» YOUR ASSIGNMENT
Each entry must be duplicated precisely, with nothing left out.

'''

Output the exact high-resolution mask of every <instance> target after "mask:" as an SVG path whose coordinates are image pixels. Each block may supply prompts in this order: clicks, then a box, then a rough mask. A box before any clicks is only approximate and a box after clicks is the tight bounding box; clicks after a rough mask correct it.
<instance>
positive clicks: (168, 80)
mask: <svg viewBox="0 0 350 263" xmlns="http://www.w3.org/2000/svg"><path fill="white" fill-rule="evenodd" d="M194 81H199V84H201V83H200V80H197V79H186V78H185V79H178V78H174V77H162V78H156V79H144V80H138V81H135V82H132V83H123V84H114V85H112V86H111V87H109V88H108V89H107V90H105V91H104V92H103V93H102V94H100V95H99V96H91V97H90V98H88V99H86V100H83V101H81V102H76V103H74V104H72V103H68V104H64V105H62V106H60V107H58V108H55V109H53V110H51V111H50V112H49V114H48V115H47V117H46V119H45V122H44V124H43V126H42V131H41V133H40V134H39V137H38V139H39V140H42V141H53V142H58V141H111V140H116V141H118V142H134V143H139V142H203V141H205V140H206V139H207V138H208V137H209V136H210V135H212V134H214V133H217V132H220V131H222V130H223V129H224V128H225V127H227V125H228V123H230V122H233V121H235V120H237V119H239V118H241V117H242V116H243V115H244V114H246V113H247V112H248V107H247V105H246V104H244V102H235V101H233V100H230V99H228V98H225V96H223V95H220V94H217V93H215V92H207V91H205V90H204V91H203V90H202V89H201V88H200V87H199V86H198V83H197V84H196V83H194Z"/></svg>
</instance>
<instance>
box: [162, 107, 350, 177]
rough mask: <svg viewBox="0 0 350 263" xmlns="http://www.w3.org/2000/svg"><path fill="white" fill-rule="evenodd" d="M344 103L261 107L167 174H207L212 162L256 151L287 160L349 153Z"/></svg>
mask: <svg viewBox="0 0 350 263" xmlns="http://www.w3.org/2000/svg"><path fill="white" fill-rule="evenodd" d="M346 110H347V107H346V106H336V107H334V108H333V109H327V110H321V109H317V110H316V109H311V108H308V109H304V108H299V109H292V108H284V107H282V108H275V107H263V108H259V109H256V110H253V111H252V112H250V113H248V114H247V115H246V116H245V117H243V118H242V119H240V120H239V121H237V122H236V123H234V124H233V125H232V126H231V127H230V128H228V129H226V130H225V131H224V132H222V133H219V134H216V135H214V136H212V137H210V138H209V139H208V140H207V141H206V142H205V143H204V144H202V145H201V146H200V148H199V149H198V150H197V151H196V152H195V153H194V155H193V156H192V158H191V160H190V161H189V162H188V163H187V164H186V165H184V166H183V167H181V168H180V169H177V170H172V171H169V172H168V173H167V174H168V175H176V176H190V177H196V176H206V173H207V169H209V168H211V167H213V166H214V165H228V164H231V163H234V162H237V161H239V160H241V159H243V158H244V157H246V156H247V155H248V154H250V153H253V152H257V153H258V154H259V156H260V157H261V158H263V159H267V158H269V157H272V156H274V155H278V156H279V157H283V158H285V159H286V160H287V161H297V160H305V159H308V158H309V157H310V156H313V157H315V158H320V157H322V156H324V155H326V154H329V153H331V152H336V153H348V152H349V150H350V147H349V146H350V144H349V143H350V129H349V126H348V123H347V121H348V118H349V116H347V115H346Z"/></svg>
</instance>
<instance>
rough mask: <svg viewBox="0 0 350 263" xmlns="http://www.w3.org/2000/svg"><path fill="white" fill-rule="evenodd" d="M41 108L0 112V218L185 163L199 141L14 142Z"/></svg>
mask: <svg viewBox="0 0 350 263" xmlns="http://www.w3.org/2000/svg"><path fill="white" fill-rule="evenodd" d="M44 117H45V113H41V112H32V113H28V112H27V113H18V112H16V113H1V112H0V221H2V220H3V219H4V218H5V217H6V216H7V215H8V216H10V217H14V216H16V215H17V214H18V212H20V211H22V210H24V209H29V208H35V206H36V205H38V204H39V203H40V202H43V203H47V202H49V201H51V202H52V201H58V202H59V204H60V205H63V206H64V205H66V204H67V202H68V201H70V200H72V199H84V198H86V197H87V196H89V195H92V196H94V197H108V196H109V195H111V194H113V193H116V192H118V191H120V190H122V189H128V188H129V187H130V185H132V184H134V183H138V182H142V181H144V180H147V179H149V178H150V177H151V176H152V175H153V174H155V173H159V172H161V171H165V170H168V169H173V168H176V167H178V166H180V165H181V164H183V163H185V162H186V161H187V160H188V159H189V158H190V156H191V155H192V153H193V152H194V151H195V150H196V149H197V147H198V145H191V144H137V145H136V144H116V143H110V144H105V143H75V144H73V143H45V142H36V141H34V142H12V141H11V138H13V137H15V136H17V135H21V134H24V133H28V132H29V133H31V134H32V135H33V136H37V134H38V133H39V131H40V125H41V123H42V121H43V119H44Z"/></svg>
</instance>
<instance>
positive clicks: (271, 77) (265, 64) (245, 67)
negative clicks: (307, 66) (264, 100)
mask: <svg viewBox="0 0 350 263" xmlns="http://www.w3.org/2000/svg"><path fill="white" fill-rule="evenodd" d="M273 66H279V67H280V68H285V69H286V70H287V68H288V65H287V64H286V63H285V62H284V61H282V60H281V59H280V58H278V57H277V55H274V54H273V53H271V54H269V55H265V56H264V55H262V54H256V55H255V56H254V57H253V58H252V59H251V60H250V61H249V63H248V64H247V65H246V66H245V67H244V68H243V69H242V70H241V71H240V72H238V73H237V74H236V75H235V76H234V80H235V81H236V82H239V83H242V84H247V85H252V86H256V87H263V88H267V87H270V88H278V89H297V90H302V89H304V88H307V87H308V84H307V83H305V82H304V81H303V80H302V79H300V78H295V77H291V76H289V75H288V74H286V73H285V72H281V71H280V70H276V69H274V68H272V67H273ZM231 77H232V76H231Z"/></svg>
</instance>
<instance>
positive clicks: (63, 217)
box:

'''

» RESPONSE BOX
Output the exact high-resolution mask of every <instance> target after "mask:" as an SVG path whose coordinates are image pixels. Each block may supply prompts in this order: clicks, then a box, then a rough mask. A box before any clicks is only approximate and a box after clicks is the tight bounding box; clicks after a rough mask correct it.
<instance>
positive clicks: (168, 80)
mask: <svg viewBox="0 0 350 263" xmlns="http://www.w3.org/2000/svg"><path fill="white" fill-rule="evenodd" d="M194 81H199V84H201V83H200V80H197V79H186V78H185V79H178V78H174V77H162V78H156V79H144V80H138V81H135V82H132V83H123V84H114V85H112V86H111V87H109V88H108V89H107V90H105V91H104V92H103V93H102V94H100V95H99V96H91V97H90V98H88V99H86V100H83V101H81V102H76V103H74V104H72V103H68V104H64V105H62V106H60V107H58V108H55V109H53V110H51V111H50V112H49V114H48V115H47V117H46V119H45V122H44V124H43V126H42V131H41V133H40V134H39V137H38V139H39V140H42V141H53V142H58V141H111V140H116V141H118V142H134V143H139V142H203V141H205V140H206V139H207V138H208V137H209V136H210V135H212V134H214V133H217V132H220V131H222V130H223V129H224V128H225V127H227V125H228V123H230V122H233V121H235V120H237V119H239V118H241V117H242V116H243V115H244V114H246V113H247V112H248V107H247V105H246V104H244V102H235V101H233V100H230V99H228V98H225V96H223V95H220V94H217V93H215V92H207V91H205V90H204V91H203V90H202V89H201V88H200V87H199V86H198V83H197V84H196V83H194Z"/></svg>
</instance>
<instance>
box: [162, 107, 350, 177]
rough mask: <svg viewBox="0 0 350 263" xmlns="http://www.w3.org/2000/svg"><path fill="white" fill-rule="evenodd" d="M344 103L261 107L167 174H207L212 162L256 151L287 160L349 153Z"/></svg>
mask: <svg viewBox="0 0 350 263" xmlns="http://www.w3.org/2000/svg"><path fill="white" fill-rule="evenodd" d="M346 110H347V107H346V106H336V107H334V108H333V109H327V110H321V109H317V110H316V109H311V108H308V109H304V108H299V109H292V108H284V107H282V108H275V107H263V108H259V109H256V110H253V111H252V112H250V113H248V114H247V115H246V116H245V117H243V118H242V119H240V120H239V121H237V122H236V123H234V124H233V125H232V126H231V127H230V128H228V129H226V130H225V131H224V132H222V133H219V134H216V135H214V136H212V137H210V138H209V139H208V140H207V141H206V142H205V143H204V144H202V145H201V146H200V148H199V149H198V150H197V151H196V152H195V153H194V155H193V156H192V158H191V160H190V161H189V162H188V163H187V164H186V165H184V166H183V167H181V168H180V169H177V170H172V171H169V172H168V173H167V174H168V175H176V176H190V177H196V176H206V173H207V169H209V168H211V167H213V166H214V165H228V164H231V163H234V162H237V161H239V160H241V159H243V158H244V157H246V156H247V155H248V154H250V153H253V152H257V153H258V154H259V156H260V157H261V158H263V159H267V158H269V157H272V156H274V155H278V156H279V157H283V158H285V159H286V160H287V161H297V160H305V159H308V158H309V157H310V156H313V157H315V158H320V157H322V156H324V155H326V154H329V153H331V152H336V153H348V152H349V150H350V147H349V146H350V144H349V143H350V129H349V126H348V123H347V121H348V118H349V116H347V115H346Z"/></svg>
</instance>
<instance>
rough mask: <svg viewBox="0 0 350 263" xmlns="http://www.w3.org/2000/svg"><path fill="white" fill-rule="evenodd" d="M41 108L0 112V218L185 163L199 141L14 142Z"/></svg>
mask: <svg viewBox="0 0 350 263" xmlns="http://www.w3.org/2000/svg"><path fill="white" fill-rule="evenodd" d="M44 117H45V113H41V112H32V113H28V112H27V113H18V112H16V113H1V112H0V221H2V220H3V219H4V218H5V217H6V216H7V215H8V216H10V217H14V216H16V215H17V214H18V212H20V211H22V210H24V209H29V208H35V206H36V205H38V204H39V203H40V202H43V203H47V202H49V201H51V202H52V201H58V202H59V204H60V205H63V206H64V205H66V204H67V202H68V201H70V200H72V199H84V198H86V197H87V196H89V195H92V196H94V197H108V196H109V195H111V194H113V193H116V192H118V191H120V190H122V189H128V188H129V187H130V185H132V184H134V183H138V182H142V181H144V180H147V179H149V178H150V177H151V176H152V175H153V174H155V173H159V172H161V171H165V170H168V169H173V168H176V167H178V166H180V165H181V164H183V163H185V162H186V161H187V160H188V159H189V158H190V156H191V155H192V153H193V152H194V151H195V150H196V149H197V147H198V145H191V144H137V145H136V144H116V143H110V144H105V143H75V144H73V143H45V142H36V141H34V142H12V141H11V138H13V137H15V136H17V135H21V134H24V133H28V132H29V133H31V134H32V135H33V136H37V134H38V133H39V131H40V125H41V123H42V121H43V119H44Z"/></svg>
</instance>
<instance>
positive clicks: (271, 77) (265, 64) (245, 67)
negative clicks: (307, 66) (264, 100)
mask: <svg viewBox="0 0 350 263" xmlns="http://www.w3.org/2000/svg"><path fill="white" fill-rule="evenodd" d="M273 66H279V67H280V68H285V69H286V70H287V68H288V65H287V64H286V63H285V62H284V61H282V60H281V59H280V58H278V57H277V55H274V54H273V53H271V54H269V55H265V56H264V55H262V54H256V55H255V56H254V57H253V58H252V59H251V60H250V61H249V63H248V64H247V65H246V66H245V67H244V68H243V69H242V70H241V71H240V72H238V73H237V74H236V75H235V76H234V80H235V81H236V82H239V83H242V84H247V85H252V86H256V87H263V88H267V87H270V88H278V89H297V90H302V89H304V88H307V87H308V84H307V83H305V82H304V81H303V80H302V79H300V78H295V77H291V76H289V75H288V74H286V73H285V72H281V71H280V70H276V69H274V68H272V67H273ZM231 77H232V76H231Z"/></svg>
</instance>
<instance>
positive clicks: (63, 217)
box:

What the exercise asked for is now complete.